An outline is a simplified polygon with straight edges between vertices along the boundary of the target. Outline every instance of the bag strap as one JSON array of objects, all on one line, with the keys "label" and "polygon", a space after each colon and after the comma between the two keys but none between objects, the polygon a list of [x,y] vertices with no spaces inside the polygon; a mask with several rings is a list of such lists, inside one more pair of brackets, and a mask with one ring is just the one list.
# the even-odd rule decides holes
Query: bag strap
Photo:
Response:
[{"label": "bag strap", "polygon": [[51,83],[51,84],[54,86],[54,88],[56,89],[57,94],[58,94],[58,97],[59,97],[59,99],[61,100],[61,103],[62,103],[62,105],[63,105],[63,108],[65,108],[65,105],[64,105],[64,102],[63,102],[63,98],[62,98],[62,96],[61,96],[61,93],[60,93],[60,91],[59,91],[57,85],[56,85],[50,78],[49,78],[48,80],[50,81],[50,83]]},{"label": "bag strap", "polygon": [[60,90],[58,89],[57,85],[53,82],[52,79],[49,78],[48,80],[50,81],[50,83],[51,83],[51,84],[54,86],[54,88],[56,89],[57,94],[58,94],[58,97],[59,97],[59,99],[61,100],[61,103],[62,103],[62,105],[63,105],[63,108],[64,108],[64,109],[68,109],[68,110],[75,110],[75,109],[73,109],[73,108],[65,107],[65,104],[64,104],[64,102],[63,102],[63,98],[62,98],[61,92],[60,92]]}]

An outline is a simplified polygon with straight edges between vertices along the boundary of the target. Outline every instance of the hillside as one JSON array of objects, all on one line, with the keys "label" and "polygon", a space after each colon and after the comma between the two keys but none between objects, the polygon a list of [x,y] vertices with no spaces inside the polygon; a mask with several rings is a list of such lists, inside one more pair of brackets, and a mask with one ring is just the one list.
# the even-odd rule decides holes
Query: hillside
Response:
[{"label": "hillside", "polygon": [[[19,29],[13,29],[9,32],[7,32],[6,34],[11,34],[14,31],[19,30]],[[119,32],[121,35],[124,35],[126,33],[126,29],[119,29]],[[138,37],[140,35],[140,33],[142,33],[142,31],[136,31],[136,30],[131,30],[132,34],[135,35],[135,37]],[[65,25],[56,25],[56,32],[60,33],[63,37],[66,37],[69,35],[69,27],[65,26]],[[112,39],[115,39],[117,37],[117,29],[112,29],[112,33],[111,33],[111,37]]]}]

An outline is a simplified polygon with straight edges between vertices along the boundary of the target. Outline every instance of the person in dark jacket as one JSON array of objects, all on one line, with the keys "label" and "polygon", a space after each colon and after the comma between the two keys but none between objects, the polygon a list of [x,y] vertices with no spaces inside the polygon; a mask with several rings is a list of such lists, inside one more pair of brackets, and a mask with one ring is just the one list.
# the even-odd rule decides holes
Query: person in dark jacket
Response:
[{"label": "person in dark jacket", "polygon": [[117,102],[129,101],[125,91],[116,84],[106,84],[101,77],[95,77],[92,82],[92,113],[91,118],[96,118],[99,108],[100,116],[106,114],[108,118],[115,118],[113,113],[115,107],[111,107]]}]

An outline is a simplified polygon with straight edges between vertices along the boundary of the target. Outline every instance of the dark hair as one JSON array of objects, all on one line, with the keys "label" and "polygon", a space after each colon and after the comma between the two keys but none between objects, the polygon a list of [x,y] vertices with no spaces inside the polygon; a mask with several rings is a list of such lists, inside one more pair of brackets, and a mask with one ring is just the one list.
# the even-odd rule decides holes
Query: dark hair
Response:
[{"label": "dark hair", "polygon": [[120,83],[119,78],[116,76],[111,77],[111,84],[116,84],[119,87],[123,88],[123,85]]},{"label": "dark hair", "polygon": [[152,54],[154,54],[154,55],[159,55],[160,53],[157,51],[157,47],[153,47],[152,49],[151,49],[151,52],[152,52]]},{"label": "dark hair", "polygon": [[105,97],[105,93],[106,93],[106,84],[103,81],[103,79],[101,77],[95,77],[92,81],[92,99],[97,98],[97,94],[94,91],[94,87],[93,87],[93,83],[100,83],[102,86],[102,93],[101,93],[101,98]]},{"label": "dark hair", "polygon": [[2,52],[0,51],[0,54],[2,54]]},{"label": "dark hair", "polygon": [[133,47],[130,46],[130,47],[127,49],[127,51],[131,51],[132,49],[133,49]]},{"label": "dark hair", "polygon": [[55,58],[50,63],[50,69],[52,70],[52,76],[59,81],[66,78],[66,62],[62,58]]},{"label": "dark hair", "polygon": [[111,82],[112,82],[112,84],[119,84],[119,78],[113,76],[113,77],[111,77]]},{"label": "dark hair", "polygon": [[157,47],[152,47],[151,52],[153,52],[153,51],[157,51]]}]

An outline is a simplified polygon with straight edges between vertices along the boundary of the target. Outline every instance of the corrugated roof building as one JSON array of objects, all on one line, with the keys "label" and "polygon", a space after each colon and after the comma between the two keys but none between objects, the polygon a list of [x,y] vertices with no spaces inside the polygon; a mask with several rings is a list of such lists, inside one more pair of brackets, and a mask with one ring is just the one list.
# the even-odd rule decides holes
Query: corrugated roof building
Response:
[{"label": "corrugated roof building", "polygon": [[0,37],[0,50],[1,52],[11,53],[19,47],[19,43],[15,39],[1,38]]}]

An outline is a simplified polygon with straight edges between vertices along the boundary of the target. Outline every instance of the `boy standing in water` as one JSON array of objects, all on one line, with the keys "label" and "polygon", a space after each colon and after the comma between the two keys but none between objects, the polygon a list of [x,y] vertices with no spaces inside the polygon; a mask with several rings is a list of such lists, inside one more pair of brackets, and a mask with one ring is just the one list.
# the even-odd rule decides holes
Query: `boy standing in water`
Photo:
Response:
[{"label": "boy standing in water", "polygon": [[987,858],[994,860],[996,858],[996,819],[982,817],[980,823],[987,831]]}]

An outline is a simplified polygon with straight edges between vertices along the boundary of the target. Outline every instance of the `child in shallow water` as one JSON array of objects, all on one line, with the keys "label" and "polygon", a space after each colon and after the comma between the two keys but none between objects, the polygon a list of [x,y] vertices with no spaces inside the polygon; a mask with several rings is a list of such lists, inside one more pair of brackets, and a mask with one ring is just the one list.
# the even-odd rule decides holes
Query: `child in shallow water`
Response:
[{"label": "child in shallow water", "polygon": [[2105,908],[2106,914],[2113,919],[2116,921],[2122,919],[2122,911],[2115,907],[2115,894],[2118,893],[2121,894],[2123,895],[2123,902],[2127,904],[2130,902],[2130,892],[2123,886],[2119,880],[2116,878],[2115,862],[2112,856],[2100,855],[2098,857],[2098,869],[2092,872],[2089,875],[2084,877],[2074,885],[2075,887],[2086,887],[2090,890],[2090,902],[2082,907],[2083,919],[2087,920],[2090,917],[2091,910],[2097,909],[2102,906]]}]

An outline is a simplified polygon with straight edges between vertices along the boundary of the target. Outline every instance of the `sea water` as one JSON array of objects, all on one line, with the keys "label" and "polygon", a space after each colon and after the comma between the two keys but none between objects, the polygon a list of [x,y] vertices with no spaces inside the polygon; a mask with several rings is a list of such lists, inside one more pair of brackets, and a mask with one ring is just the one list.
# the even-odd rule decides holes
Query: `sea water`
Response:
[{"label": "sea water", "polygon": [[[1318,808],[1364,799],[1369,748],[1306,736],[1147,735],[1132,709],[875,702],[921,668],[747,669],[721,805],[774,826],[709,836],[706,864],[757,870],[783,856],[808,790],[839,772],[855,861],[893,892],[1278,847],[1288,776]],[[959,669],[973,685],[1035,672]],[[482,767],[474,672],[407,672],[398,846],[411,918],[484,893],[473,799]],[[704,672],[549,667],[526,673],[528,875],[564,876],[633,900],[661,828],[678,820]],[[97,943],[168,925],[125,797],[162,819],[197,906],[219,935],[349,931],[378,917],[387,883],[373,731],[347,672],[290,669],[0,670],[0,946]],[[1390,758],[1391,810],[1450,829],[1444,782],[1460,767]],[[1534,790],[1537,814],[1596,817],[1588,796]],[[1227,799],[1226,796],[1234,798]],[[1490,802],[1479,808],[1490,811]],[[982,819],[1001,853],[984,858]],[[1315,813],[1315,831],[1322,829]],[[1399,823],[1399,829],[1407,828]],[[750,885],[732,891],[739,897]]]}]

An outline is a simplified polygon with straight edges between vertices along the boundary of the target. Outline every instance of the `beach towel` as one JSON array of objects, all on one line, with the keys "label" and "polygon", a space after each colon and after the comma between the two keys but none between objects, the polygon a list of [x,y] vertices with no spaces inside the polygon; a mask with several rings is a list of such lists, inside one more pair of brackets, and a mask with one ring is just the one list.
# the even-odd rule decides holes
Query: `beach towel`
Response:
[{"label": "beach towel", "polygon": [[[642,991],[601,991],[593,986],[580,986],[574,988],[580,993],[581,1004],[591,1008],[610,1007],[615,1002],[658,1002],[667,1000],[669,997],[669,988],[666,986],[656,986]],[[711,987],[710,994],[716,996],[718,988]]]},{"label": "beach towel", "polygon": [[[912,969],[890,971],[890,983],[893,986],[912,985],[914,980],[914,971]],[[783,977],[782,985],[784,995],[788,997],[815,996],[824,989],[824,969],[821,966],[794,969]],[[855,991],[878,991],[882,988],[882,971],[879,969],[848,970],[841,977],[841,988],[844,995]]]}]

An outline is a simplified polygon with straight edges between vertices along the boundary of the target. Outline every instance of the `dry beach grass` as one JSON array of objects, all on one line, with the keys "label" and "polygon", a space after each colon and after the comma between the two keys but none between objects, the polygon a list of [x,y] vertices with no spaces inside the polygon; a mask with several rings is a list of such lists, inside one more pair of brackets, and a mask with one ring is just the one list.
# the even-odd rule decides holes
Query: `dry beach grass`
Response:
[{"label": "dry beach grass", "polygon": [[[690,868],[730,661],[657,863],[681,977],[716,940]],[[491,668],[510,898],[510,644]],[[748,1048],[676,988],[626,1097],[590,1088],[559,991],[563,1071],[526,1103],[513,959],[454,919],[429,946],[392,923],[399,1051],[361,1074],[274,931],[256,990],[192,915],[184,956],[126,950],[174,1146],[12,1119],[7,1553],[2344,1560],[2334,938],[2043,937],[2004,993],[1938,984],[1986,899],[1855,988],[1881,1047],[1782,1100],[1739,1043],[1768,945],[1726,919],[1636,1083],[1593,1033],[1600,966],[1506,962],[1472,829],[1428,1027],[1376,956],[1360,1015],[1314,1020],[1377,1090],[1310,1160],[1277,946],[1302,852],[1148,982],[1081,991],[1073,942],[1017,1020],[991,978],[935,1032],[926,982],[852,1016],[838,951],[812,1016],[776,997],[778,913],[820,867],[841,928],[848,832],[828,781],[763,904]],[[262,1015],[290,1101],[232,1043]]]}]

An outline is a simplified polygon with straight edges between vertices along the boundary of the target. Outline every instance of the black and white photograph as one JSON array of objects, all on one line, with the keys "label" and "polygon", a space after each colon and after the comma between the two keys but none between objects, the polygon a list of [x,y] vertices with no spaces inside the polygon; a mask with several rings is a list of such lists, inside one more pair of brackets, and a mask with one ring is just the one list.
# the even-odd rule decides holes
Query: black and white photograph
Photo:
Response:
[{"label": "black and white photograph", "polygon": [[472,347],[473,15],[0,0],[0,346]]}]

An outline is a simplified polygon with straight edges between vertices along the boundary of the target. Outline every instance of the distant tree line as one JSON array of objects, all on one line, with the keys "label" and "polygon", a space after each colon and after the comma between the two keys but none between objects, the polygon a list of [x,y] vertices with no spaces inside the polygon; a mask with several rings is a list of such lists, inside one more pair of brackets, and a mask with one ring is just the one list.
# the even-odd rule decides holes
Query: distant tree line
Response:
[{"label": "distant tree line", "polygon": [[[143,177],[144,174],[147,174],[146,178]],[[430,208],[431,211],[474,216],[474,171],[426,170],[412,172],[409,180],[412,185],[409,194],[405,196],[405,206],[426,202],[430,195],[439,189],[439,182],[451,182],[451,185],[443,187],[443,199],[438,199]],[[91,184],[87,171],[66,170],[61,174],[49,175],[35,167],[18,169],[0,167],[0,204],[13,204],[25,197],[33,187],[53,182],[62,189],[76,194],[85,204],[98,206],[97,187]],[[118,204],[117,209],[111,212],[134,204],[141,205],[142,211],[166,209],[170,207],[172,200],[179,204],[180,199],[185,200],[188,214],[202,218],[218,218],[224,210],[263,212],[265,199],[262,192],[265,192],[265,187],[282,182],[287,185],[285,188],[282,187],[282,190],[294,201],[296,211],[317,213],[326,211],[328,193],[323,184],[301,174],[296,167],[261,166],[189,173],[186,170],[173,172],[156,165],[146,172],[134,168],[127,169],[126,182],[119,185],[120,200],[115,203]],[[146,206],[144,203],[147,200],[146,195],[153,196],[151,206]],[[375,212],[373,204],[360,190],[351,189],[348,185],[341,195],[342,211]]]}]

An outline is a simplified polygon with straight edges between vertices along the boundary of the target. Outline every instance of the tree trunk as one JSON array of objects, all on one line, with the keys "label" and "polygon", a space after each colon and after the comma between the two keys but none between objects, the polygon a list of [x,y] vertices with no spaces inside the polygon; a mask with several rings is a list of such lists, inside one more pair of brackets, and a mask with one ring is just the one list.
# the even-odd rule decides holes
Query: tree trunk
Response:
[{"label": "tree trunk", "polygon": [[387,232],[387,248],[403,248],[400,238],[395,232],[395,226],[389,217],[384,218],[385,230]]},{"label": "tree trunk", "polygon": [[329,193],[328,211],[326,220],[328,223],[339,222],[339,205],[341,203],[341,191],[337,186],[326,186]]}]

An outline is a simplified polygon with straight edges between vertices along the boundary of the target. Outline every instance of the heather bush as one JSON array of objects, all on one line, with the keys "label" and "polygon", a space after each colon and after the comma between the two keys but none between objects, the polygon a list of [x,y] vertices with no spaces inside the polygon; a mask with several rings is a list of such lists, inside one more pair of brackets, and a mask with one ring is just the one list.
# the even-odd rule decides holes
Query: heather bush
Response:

### ASSIGNMENT
Go through the material line by line, tally each line containing "bush", and give the total only.

### EXERCISE RESULT
2